EXERCISE AIM » Write out the lines from the one containing "Note: mark the paddleboarder" up to and including the one containing "pixel 243 203", reproducing them exactly.

───── DATA SUPPLIED ─────

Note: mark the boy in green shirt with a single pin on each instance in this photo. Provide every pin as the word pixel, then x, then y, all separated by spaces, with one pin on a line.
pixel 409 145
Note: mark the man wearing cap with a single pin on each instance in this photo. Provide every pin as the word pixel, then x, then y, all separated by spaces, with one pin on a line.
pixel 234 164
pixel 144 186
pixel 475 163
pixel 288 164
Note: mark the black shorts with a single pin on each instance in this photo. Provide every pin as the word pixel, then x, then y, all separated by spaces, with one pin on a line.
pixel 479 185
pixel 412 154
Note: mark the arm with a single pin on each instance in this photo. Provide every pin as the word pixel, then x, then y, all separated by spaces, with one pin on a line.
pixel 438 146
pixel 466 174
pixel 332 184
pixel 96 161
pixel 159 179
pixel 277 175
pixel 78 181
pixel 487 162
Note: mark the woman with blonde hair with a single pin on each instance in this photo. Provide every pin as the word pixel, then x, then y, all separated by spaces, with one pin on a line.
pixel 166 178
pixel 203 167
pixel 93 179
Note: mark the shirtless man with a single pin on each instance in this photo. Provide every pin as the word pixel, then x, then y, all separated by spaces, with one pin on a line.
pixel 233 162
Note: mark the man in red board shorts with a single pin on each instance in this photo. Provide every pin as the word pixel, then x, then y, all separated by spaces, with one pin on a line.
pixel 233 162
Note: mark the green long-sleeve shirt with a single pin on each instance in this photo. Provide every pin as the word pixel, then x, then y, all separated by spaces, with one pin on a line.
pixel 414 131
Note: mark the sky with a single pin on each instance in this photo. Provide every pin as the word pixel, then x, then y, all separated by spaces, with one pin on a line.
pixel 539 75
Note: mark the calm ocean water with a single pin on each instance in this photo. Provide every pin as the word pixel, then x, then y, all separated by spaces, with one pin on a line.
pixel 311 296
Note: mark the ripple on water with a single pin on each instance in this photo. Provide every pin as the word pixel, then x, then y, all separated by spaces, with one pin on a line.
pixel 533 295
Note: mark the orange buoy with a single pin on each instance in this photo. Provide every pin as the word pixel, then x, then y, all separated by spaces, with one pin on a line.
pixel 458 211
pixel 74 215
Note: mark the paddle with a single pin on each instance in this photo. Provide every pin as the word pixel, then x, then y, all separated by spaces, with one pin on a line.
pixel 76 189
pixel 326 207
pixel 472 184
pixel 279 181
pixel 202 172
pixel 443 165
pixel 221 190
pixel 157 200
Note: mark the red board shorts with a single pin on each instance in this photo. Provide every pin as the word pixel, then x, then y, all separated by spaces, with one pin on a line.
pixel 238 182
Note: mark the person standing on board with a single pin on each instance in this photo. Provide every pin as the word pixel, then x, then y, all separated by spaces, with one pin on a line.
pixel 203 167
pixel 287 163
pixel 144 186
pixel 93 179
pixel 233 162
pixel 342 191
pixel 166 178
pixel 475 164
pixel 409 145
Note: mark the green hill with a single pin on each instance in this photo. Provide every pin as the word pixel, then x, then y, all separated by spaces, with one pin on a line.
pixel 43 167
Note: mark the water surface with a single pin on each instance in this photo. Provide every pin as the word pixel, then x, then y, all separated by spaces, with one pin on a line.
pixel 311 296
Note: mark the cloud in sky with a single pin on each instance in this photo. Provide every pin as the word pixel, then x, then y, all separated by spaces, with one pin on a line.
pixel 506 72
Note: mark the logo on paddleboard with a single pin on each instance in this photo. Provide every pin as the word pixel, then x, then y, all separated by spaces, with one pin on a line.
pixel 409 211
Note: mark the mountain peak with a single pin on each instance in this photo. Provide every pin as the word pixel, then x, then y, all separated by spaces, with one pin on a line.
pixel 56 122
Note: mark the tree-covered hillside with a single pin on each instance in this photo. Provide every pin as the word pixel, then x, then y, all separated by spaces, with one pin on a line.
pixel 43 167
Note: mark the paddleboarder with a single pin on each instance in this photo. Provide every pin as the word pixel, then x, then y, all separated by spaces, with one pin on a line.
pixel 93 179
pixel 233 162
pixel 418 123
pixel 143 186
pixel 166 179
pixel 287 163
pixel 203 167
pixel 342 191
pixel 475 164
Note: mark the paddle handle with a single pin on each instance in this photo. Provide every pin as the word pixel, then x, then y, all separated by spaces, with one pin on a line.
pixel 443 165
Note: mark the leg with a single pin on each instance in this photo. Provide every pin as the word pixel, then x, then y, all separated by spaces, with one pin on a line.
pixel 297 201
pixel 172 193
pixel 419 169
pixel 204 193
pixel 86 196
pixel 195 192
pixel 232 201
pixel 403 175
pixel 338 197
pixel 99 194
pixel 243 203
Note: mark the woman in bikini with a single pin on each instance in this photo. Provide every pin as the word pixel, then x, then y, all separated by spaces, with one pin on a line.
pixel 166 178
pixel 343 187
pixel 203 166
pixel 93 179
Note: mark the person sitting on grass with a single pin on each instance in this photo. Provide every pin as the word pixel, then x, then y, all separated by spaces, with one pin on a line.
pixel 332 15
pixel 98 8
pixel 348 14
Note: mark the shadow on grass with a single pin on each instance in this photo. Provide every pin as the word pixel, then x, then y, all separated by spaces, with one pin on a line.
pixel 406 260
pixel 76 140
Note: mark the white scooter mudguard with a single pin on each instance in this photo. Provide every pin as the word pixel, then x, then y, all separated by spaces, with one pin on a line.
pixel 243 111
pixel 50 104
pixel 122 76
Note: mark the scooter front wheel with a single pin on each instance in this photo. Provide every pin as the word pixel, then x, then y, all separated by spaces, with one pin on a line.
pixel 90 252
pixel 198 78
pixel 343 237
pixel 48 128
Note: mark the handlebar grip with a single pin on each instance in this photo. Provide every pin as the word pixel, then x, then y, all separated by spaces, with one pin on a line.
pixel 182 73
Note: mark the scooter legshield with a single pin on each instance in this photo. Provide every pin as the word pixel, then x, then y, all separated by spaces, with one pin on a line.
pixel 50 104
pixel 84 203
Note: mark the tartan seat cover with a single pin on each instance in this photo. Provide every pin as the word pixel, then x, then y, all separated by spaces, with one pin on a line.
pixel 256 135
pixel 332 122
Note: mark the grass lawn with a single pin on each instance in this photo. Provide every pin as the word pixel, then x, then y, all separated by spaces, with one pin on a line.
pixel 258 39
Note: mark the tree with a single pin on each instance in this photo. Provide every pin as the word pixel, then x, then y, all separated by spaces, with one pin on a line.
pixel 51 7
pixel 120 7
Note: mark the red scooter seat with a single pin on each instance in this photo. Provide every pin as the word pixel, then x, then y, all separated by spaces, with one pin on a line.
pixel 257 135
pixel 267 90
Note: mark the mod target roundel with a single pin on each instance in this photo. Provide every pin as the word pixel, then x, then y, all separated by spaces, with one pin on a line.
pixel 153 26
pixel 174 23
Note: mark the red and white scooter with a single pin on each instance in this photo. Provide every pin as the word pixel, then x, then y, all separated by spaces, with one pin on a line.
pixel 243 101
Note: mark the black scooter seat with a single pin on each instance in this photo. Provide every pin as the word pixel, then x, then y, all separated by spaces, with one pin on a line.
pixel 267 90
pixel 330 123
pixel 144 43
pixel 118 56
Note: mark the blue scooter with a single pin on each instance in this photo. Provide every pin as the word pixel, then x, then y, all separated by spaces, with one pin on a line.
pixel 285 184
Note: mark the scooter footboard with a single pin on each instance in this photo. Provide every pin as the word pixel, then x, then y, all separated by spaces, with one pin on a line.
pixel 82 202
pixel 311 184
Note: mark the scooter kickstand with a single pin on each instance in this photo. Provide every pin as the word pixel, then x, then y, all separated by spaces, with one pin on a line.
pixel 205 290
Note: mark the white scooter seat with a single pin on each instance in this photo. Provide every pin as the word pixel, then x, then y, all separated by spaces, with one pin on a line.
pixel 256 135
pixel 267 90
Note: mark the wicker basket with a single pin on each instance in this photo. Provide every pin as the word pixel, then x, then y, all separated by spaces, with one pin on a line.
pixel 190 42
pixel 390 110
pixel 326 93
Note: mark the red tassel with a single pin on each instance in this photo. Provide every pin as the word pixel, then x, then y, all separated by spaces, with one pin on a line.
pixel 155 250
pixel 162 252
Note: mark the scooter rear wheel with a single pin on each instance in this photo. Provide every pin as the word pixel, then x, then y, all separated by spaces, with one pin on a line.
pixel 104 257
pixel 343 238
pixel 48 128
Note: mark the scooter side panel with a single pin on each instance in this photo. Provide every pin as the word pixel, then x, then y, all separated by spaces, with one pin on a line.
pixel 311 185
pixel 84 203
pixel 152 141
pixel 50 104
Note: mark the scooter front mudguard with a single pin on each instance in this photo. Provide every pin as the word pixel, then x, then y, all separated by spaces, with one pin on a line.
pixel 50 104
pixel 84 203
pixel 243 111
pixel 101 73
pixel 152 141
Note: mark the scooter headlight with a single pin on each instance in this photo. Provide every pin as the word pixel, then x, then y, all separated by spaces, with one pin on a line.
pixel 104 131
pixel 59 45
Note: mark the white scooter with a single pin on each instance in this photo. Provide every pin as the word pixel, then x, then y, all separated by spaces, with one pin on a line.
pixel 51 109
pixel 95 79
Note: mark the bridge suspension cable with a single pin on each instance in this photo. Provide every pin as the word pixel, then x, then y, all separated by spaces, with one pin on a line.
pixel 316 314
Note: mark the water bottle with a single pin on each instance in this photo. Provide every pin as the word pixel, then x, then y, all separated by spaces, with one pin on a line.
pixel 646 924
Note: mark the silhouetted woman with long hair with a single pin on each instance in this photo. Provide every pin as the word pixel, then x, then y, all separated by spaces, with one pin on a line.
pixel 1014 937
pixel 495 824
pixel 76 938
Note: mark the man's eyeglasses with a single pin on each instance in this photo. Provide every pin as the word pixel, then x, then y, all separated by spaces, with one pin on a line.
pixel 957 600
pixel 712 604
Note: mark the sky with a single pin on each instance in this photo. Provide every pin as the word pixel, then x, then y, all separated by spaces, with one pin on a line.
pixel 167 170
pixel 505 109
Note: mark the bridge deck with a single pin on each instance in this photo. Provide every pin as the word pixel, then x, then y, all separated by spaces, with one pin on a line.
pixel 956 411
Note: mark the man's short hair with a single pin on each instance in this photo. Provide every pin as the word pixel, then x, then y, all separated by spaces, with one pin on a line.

─────

ANSWER TO THE EXERCISE »
Note: mark the paddleboarder with a single pin on each instance in this photo. Provide every pin as the word pixel, then x, then y, all separated by spaces, with one pin on a line.
pixel 93 179
pixel 233 162
pixel 418 123
pixel 143 186
pixel 166 179
pixel 287 163
pixel 203 167
pixel 342 191
pixel 475 164
Note: mark the paddle handle with a single pin on each instance in this photo. Provide every pin as the word pixel, then x, then y, all separated by spaces, with one pin on a line.
pixel 443 165
Note: mark the leg with a single pin on each instance in this photo. Provide every pin as the word pixel, then x, then y, all separated by spaces, with one pin on a line.
pixel 297 201
pixel 172 193
pixel 419 169
pixel 204 193
pixel 86 196
pixel 195 192
pixel 232 201
pixel 403 175
pixel 338 197
pixel 99 194
pixel 243 203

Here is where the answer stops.